**Énoncé:** Dans l'article sur les moissonneuses-batteuses, relevez toutes les périodes repères choisies pour en résumer l'évolution.

Actualités 6 juillet 2017

Les moissonneuses-batteuses en quatre temps

L’UtiliTerre vous propose un résumé de l’évolution des moissonneuses-batteuses. Nous avons choisi quelques périodes repères, soit celles entourant les années 1925, 1950 et 1975, ainsi que celle d’aujourd’hui.

Un expert dans le domaine du machinisme agricole, Jean Corbeil, nous accompagne dans ce voyage dans le temps.

Vers 1925

« Il y avait encore très peu de moissonneuses-batteuses au Québec dans les années 1920 », relate Jean Corbeil, fils d’agriculteur et professeur à l’Institut de technologie agroalimentaire, campus de Saint-Hyacinthe, de 1968 à 1994. Vulgarisateur très apprécié, M. Corbeil s’est beaucoup impliqué dans le domaine du génie rural au Québec.

Jean Corbeil, agronome et professeur retraité de l’Institut de technologie agroalimentaire de Saint-Hyacinthe. Crédit photo : Hubert Brochard
Jean Corbeil, agronome et professeur retraité de l’Institut de technologie agroalimentaire de Saint-Hyacinthe. Crédit photo : Hubert Brochard

« On utilisait encore beaucoup les batteuses stationnaires, aussi appelées “moulins à battre”, dans lesquelles on introduisait les gerbes de céréales précédemment récoltées avec les lieuses à grains (moissonneuses-lieuses), poursuit M. Corbeil. On avait accès aux gros fabricants de batteuses comme McCormick, Massey et autres, mais on préférait les modèles des constructeurs québécois comme Forano à Plessisville, et Dion et Frères, à Sainte-Thérèse. »

Quant aux moissonneuses-batteuses comme telles, l’industrie en avait mis au point à la fin du 19e siècle et au début du 20e, mais la Seconde Guerre mondiale, pénurie de main-d’œuvre oblige, a accéléré la mécanisation des récoltes.

Mentionnons quelques moissonneuses-batteuses fabriquées au commencement du 20e siècle. Il y a eu notamment le modèle 5 construit par Massey-Harris en 1922. Cette moissonneuse-batteuse animée par un moteur à combustion à essence était cependant toujours tirée par des chevaux (jusqu’à 20) ou par un tracteur. Sa bonne performance lors de la récolte de 1922 à la Station expérimentale d’Agriculture et Agroalimentaire Canada de Swift Current, en Saskatchewan, a contribué à la faire connaître.

L’année suivante, la moissonneuse-batteuse automotrice Sunshine a été lancée en série par un fabricant australien. Le constructeur ontarien Massey-Harris en a repris la production en 1930 dans son usine de Waterloo.

**Matériel:**
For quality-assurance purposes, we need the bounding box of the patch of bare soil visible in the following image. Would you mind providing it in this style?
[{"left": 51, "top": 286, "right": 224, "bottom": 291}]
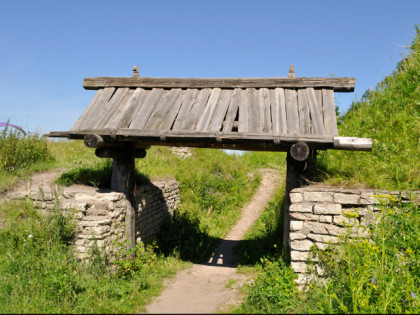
[{"left": 146, "top": 169, "right": 281, "bottom": 314}]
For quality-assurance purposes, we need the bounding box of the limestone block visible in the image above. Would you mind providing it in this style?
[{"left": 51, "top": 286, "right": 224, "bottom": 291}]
[
  {"left": 79, "top": 217, "right": 112, "bottom": 227},
  {"left": 359, "top": 191, "right": 379, "bottom": 205},
  {"left": 319, "top": 215, "right": 332, "bottom": 223},
  {"left": 303, "top": 191, "right": 334, "bottom": 202},
  {"left": 61, "top": 201, "right": 88, "bottom": 211},
  {"left": 290, "top": 261, "right": 306, "bottom": 273},
  {"left": 314, "top": 203, "right": 341, "bottom": 214},
  {"left": 290, "top": 233, "right": 306, "bottom": 241},
  {"left": 307, "top": 233, "right": 339, "bottom": 244},
  {"left": 290, "top": 212, "right": 319, "bottom": 221},
  {"left": 326, "top": 225, "right": 347, "bottom": 236},
  {"left": 334, "top": 193, "right": 359, "bottom": 205},
  {"left": 289, "top": 203, "right": 312, "bottom": 213},
  {"left": 290, "top": 240, "right": 313, "bottom": 251},
  {"left": 333, "top": 215, "right": 359, "bottom": 225},
  {"left": 301, "top": 221, "right": 330, "bottom": 235},
  {"left": 74, "top": 193, "right": 96, "bottom": 200},
  {"left": 315, "top": 242, "right": 328, "bottom": 250},
  {"left": 289, "top": 193, "right": 303, "bottom": 203},
  {"left": 100, "top": 191, "right": 125, "bottom": 202}
]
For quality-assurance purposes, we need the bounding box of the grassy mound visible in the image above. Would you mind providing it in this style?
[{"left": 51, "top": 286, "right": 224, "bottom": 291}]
[{"left": 318, "top": 27, "right": 420, "bottom": 190}]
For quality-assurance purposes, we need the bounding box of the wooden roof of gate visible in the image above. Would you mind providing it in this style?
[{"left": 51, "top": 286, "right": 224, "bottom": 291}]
[{"left": 48, "top": 69, "right": 371, "bottom": 151}]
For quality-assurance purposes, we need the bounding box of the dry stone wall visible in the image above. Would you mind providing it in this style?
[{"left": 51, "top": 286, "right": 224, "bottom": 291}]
[
  {"left": 289, "top": 186, "right": 416, "bottom": 284},
  {"left": 8, "top": 180, "right": 180, "bottom": 260}
]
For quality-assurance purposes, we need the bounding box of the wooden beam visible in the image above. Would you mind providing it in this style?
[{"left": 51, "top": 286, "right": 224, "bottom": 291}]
[
  {"left": 334, "top": 137, "right": 372, "bottom": 151},
  {"left": 111, "top": 147, "right": 137, "bottom": 258},
  {"left": 83, "top": 77, "right": 356, "bottom": 92},
  {"left": 83, "top": 135, "right": 105, "bottom": 148},
  {"left": 290, "top": 142, "right": 309, "bottom": 161},
  {"left": 95, "top": 147, "right": 147, "bottom": 159}
]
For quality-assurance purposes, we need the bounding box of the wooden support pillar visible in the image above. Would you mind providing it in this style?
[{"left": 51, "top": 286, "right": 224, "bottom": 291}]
[
  {"left": 111, "top": 147, "right": 136, "bottom": 256},
  {"left": 283, "top": 142, "right": 313, "bottom": 254}
]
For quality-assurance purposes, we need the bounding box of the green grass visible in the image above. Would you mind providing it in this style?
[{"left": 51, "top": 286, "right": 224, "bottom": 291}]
[
  {"left": 317, "top": 27, "right": 420, "bottom": 190},
  {"left": 0, "top": 201, "right": 186, "bottom": 313},
  {"left": 236, "top": 197, "right": 420, "bottom": 314}
]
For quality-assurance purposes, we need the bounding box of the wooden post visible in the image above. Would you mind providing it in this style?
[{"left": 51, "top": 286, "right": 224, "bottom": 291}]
[
  {"left": 283, "top": 150, "right": 308, "bottom": 254},
  {"left": 111, "top": 147, "right": 136, "bottom": 256}
]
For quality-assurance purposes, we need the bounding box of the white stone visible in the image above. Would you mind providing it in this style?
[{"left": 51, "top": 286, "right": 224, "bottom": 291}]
[
  {"left": 333, "top": 215, "right": 359, "bottom": 225},
  {"left": 290, "top": 240, "right": 313, "bottom": 251},
  {"left": 290, "top": 261, "right": 306, "bottom": 273},
  {"left": 303, "top": 191, "right": 334, "bottom": 202},
  {"left": 307, "top": 233, "right": 338, "bottom": 244},
  {"left": 289, "top": 193, "right": 303, "bottom": 203},
  {"left": 290, "top": 212, "right": 319, "bottom": 221},
  {"left": 319, "top": 215, "right": 332, "bottom": 223},
  {"left": 302, "top": 221, "right": 330, "bottom": 235},
  {"left": 290, "top": 250, "right": 309, "bottom": 261},
  {"left": 290, "top": 233, "right": 306, "bottom": 241},
  {"left": 314, "top": 203, "right": 341, "bottom": 214}
]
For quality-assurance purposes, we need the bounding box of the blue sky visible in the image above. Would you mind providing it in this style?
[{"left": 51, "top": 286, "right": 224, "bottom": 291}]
[{"left": 0, "top": 0, "right": 420, "bottom": 133}]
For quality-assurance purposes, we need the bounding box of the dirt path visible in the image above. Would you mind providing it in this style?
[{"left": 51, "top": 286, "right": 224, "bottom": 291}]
[{"left": 146, "top": 169, "right": 281, "bottom": 314}]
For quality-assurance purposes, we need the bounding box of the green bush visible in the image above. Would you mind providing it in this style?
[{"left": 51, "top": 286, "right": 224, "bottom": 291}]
[
  {"left": 241, "top": 258, "right": 299, "bottom": 314},
  {"left": 318, "top": 27, "right": 420, "bottom": 190},
  {"left": 307, "top": 196, "right": 420, "bottom": 314},
  {"left": 0, "top": 128, "right": 53, "bottom": 173}
]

**Corrigé:**
- La période entourant l'année 1925
- La période entourant l'année 1950
- La période entourant l'année 1975
- La période d'aujourd'hui